§ **Task to carry out**: Identify each line in the records that contains the string "shirt" with matching case, and copy those lines.

Collection entries:

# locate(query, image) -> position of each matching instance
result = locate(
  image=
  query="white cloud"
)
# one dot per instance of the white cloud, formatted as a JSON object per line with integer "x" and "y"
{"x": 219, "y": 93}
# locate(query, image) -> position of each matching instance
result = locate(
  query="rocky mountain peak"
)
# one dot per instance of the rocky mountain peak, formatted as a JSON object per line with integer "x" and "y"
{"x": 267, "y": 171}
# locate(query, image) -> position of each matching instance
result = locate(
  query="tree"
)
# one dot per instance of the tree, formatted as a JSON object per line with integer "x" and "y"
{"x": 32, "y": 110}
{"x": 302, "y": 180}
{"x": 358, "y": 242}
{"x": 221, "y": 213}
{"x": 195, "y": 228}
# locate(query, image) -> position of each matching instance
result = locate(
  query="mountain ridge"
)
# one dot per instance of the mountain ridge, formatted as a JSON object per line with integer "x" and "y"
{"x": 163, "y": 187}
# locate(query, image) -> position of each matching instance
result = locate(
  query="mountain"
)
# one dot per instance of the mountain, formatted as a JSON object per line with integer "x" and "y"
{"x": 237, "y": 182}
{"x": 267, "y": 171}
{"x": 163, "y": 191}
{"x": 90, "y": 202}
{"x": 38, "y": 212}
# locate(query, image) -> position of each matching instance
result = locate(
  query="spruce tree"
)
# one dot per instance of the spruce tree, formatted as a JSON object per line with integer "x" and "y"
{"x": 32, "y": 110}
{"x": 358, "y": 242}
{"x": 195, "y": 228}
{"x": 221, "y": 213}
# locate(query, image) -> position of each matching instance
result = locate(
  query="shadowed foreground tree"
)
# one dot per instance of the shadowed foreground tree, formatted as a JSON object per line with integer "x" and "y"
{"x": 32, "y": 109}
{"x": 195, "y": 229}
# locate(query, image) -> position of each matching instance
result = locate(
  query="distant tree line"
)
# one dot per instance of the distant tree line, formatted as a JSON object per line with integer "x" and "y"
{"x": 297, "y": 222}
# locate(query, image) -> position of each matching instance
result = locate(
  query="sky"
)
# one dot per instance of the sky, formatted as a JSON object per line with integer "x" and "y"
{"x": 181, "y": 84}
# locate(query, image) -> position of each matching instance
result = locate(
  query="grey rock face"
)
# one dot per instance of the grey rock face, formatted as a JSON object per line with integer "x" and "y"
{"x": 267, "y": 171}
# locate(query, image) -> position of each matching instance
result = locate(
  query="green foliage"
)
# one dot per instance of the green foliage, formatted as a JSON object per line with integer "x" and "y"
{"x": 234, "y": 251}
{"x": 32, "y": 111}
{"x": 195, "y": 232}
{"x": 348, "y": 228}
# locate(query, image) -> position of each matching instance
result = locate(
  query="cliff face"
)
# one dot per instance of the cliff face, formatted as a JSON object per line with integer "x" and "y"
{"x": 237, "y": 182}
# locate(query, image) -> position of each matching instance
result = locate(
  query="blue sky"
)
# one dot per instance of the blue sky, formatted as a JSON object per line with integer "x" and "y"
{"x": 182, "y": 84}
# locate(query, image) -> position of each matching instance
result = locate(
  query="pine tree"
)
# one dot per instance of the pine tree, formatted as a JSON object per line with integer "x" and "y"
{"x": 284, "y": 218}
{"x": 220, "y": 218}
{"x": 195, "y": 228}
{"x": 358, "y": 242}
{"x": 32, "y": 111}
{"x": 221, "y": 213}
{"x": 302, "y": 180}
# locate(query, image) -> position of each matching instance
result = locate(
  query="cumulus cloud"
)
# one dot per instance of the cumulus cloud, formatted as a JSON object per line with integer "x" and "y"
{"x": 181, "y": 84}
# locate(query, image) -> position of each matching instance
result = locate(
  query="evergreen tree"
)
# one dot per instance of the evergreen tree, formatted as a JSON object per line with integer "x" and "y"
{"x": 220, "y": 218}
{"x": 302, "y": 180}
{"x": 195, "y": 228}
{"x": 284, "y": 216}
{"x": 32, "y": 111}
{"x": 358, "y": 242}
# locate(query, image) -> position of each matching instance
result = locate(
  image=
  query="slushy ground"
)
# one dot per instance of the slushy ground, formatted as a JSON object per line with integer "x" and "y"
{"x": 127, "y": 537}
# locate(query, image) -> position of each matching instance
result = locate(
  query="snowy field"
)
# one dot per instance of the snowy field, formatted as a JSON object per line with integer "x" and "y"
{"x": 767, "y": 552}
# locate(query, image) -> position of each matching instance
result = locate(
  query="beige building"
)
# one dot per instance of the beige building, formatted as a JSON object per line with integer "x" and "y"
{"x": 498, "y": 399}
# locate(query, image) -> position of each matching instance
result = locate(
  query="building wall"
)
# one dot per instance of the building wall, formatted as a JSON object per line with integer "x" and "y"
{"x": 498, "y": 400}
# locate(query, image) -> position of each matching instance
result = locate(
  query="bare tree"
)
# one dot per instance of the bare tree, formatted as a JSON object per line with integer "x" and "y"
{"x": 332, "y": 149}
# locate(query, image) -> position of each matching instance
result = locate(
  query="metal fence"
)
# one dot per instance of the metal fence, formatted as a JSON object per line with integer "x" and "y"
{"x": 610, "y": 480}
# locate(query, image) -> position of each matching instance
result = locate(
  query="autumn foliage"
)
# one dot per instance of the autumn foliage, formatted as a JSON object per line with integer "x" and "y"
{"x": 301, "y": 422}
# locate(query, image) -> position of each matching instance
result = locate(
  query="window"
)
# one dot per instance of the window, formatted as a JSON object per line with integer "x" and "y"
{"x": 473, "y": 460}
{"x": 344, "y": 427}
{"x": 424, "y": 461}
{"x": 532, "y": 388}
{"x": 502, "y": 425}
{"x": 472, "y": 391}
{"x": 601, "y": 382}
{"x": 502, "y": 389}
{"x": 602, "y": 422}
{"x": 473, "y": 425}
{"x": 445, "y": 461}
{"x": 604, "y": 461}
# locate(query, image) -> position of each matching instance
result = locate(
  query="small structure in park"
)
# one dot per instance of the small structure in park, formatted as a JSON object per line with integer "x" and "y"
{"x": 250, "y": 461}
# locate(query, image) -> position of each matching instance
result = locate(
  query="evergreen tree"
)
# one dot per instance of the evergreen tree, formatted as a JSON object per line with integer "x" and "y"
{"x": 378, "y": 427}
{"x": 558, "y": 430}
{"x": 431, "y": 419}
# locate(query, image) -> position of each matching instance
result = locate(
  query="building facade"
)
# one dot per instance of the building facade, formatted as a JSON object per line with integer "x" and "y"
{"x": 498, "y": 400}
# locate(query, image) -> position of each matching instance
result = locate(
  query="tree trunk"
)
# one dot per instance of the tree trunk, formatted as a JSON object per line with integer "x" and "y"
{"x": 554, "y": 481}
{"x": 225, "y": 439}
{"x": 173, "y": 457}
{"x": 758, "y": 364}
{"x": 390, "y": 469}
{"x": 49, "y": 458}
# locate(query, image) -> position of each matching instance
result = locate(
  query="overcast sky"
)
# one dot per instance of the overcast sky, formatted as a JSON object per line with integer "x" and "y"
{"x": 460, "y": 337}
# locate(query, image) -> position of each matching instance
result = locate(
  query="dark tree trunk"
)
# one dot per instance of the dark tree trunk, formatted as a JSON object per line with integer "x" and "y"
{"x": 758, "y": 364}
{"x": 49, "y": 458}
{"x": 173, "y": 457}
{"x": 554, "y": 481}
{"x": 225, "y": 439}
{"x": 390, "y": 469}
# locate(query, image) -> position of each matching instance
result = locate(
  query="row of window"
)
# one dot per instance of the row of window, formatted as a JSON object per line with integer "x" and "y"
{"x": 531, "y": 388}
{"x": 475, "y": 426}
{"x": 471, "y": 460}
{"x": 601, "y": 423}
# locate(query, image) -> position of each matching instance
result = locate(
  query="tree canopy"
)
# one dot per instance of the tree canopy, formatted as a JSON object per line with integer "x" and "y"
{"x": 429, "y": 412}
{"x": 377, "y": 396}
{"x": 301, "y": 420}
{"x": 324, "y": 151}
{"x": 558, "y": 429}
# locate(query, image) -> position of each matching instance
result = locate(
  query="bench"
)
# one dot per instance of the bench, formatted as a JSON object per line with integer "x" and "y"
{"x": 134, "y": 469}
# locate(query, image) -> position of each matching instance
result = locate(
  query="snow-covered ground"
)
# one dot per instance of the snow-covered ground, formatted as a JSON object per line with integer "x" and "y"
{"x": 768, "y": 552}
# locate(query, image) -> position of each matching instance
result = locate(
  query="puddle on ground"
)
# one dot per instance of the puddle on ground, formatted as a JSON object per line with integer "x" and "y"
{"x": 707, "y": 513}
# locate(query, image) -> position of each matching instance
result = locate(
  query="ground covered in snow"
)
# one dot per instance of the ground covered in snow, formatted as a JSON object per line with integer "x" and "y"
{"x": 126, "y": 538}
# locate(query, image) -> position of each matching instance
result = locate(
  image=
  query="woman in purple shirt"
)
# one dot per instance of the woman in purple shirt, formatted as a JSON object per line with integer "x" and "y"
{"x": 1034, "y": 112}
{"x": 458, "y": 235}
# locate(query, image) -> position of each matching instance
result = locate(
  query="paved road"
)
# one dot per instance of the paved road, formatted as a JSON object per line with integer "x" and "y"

§ **Finished answer**:
  query="woman in purple shirt"
# one dot per instance of the woman in purple shirt, formatted as a JSON object per line with integer "x" and "y"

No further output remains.